You are not logged in.
Hi everyone,
I had a dying drive so I decided to change it and at the same time to move from ext4 to btrfs. It is a single drive setup so I though raid1, even if possible (http://askubuntu.com/questions/406096/h … id-1-array) do not bring much benefits for the cost (lose half the space). Such a raid will only protect from bitrot when the filesystem is umounted which has a very low probability, I am correct?
I ended up with a single btrfs partition with different subvolumes. I plan to snapshot weekly the "Now Working On" subvolumes because it is the one where most of the changes happened.
Here is my setup:
sylvain@sylvain-pc ~ % sudo btrfs filesystem show /mnt/Research
Label: 'Research' uuid: 4af42047-285e-4f13-a778-30a7517ff33c
Total devices 1 FS bytes used 89.99GiB
devid 1 size 1.82TiB used 92.04GiB path /dev/sdc1
Btrfs v3.14.2-dirty
sylvain@sylvain-pc ~ % sudo btrfs subvolume list /mnt/Research
ID 257 gen 84 top level 5 path Symposium and Presentations
ID 258 gen 128 top level 5 path Software
ID 259 gen 20 top level 5 path Classes
ID 260 gen 79 top level 5 path Oceano
ID 261 gen 112 top level 5 path Now Working On
But to take full advantage of btrfs I though it will be nice to run scrubs once a week and get warned when corruption is detected so I can repair the file from a backup. Two challenges were raised.

- Brief
From the btrfs forum post, copy everything from "I ended up with" down to "the changes happened.". The entries have nothing to do with this.

- Dataset entries
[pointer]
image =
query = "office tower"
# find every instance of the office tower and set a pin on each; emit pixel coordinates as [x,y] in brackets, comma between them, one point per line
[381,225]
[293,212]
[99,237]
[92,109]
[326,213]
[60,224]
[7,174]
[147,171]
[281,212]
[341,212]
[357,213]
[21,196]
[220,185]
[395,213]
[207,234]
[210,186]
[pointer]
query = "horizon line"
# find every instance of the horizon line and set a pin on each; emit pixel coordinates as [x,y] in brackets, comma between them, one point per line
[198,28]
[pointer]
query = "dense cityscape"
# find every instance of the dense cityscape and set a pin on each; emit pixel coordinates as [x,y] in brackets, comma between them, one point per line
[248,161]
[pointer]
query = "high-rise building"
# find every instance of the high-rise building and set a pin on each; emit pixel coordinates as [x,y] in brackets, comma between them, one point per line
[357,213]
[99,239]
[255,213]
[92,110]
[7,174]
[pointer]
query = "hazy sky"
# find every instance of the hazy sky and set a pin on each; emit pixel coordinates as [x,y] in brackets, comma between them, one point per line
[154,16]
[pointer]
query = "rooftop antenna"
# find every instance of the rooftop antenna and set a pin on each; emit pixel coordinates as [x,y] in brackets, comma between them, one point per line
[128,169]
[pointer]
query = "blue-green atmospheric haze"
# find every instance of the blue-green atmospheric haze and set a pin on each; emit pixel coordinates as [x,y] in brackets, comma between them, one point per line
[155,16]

- Response to this exercise
I ended up with a single btrfs partition with different subvolumes. I plan to snapshot weekly the "Now Working On" subvolumes because it is the one where most of the changes happened.